Tausche im Abschnitt, der mit der Zeile beginnt, die „Target: lab coat sleeve“ enthält, und bis zum Ende der Datensätze reicht, „blue face mask“ gegen „surgical face mask“ aus. Gib nur diesen Abschnitt aus und lass alles Übrige unverändert.
┌──
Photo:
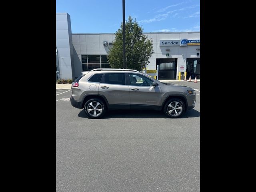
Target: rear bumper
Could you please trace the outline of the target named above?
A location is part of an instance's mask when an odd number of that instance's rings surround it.
[[[195,107],[195,106],[194,105],[194,106],[191,106],[190,107],[187,107],[187,110],[190,110],[191,109],[192,109],[193,108],[194,108],[194,107]]]
[[[78,109],[83,108],[82,106],[82,102],[76,101],[74,99],[72,96],[70,97],[70,102],[71,103],[71,105],[76,108],[78,108]]]

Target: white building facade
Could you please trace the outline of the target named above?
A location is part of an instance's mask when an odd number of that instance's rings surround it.
[[[69,16],[66,13],[57,14],[62,14],[62,17],[58,15],[62,19]],[[82,71],[110,68],[107,55],[115,39],[114,34],[71,34],[70,22],[68,20],[65,22],[57,20],[56,17],[56,60],[58,58],[59,65],[56,62],[56,78],[74,80],[80,76]],[[65,23],[67,29],[60,29],[65,28]],[[62,32],[66,33],[65,35]],[[154,53],[149,58],[147,68],[156,70],[158,65],[159,80],[178,79],[180,72],[186,72],[187,78],[191,76],[192,78],[196,76],[198,79],[200,78],[200,32],[143,34],[152,39],[154,46]],[[60,45],[60,42],[63,41],[61,37],[69,41],[69,43],[66,42],[66,48],[64,48],[63,43]],[[61,47],[58,47],[60,45]],[[59,50],[62,52],[61,54]],[[64,50],[67,51],[66,56],[64,55]],[[64,62],[61,63],[64,58],[70,60],[66,61],[68,66],[65,66]]]

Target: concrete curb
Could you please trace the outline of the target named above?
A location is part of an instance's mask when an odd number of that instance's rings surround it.
[[[191,81],[192,81],[192,82],[194,82],[194,80],[195,80],[194,79],[191,80]],[[199,82],[200,81],[200,79],[197,79],[196,80]],[[159,80],[159,81],[160,82],[170,82],[170,81],[172,81],[173,82],[188,82],[188,80],[187,80],[187,81],[184,81],[184,80],[175,80],[174,79],[170,79],[169,80]]]
[[[196,80],[197,81],[200,82],[200,80]],[[194,80],[192,80],[192,82],[194,82]],[[170,79],[169,80],[160,80],[160,82],[188,82],[187,81],[184,81],[184,80],[175,80],[173,79]],[[56,89],[71,89],[71,84],[56,84]]]
[[[72,84],[56,84],[56,89],[71,89]]]

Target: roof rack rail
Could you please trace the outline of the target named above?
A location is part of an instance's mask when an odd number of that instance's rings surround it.
[[[135,71],[136,72],[140,72],[137,70],[134,69],[111,69],[111,68],[98,68],[94,69],[91,70],[91,71]]]

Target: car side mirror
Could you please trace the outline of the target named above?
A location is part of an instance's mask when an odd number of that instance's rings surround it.
[[[158,85],[158,84],[157,84],[156,82],[155,81],[154,81],[154,82],[153,82],[153,84],[152,84],[152,86],[153,87],[155,87],[156,86],[157,86]]]

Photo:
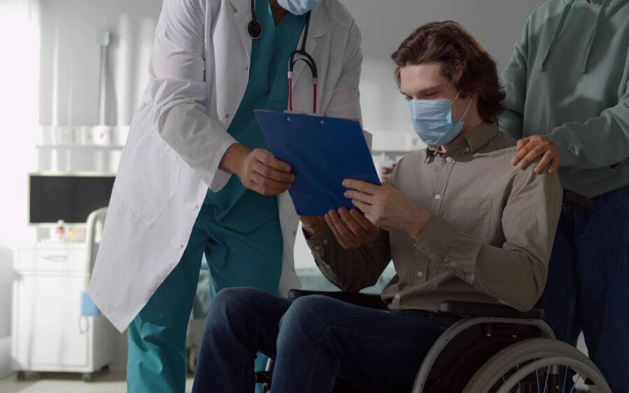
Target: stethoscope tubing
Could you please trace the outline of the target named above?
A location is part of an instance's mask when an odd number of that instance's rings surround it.
[[[318,73],[317,71],[317,63],[312,56],[305,50],[306,40],[308,36],[308,30],[310,27],[310,13],[308,11],[306,14],[306,20],[303,28],[303,38],[301,40],[301,47],[291,53],[289,57],[289,71],[288,71],[288,84],[289,84],[289,110],[293,110],[293,70],[295,64],[301,60],[305,63],[306,66],[310,69],[310,74],[312,76],[312,113],[317,113],[317,84]],[[249,36],[252,40],[256,40],[262,35],[262,25],[256,17],[256,0],[251,0],[251,22],[247,27]],[[299,57],[296,57],[299,56]]]

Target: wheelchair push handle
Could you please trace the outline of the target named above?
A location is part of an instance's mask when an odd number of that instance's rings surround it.
[[[570,190],[563,190],[563,203],[580,209],[586,213],[596,212],[596,202]]]

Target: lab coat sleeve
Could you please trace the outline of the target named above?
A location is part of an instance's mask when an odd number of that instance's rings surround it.
[[[345,51],[342,71],[326,110],[326,116],[354,119],[362,121],[361,96],[359,91],[363,65],[361,40],[361,31],[352,21],[347,46]]]
[[[151,98],[157,132],[213,191],[230,174],[219,168],[236,141],[208,115],[205,80],[205,20],[201,0],[164,0],[150,65]],[[207,10],[208,13],[213,12]]]
[[[526,101],[527,57],[529,21],[516,41],[513,54],[503,73],[503,84],[507,96],[505,111],[500,117],[500,129],[515,139],[523,137],[524,103]]]
[[[559,151],[559,165],[594,169],[629,157],[629,80],[618,103],[584,122],[571,121],[547,138]]]

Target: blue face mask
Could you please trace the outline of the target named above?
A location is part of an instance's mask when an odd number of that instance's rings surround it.
[[[280,6],[294,15],[303,15],[314,8],[321,0],[277,0]]]
[[[470,110],[472,100],[468,104],[461,120],[452,123],[452,103],[458,98],[456,94],[451,101],[448,100],[411,100],[409,106],[415,132],[428,146],[445,146],[461,133],[463,119]]]

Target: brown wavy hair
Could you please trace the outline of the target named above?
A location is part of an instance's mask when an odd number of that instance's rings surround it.
[[[498,121],[505,110],[505,91],[500,86],[496,61],[485,48],[461,24],[452,21],[433,22],[420,27],[404,40],[391,55],[400,68],[438,61],[444,75],[461,96],[478,94],[478,112],[487,123]]]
└──
■ Schriftliche Antwort
Target: lab coat sleeve
Could you please trace the outline of the target named above?
A location is part of an instance's mask when an odd number of that instance's rings surround it.
[[[345,51],[342,71],[326,110],[326,116],[354,119],[362,121],[361,96],[359,91],[363,65],[361,40],[361,31],[352,21],[347,46]]]
[[[151,98],[157,132],[213,191],[230,174],[219,168],[236,141],[208,115],[205,80],[205,20],[201,0],[164,0],[150,65]],[[207,10],[208,13],[213,12]]]
[[[526,101],[527,57],[529,21],[516,41],[513,54],[503,73],[503,84],[507,96],[505,111],[500,117],[500,129],[515,139],[523,137],[524,103]]]
[[[559,151],[559,165],[594,169],[629,157],[629,80],[618,103],[584,122],[571,121],[547,138]]]

Target: surgical face mask
Could you please trace the outline of the target named above?
A location is part of an instance's mask when an odd number of that instance's rings surround it.
[[[280,6],[294,15],[303,15],[314,8],[321,0],[277,0]]]
[[[470,110],[472,100],[468,104],[461,120],[452,123],[452,103],[458,98],[456,94],[451,101],[448,100],[411,100],[409,106],[415,132],[428,146],[445,146],[461,133],[463,119]]]

Target: brown wavy hair
Could you please trace the outline of the target named above?
A location is part of an instance's mask when an odd number of that instance's rings surround it.
[[[498,121],[505,110],[505,91],[500,86],[496,61],[485,48],[461,24],[452,21],[433,22],[420,27],[404,40],[391,55],[400,68],[438,61],[444,75],[461,96],[478,94],[478,112],[487,123]]]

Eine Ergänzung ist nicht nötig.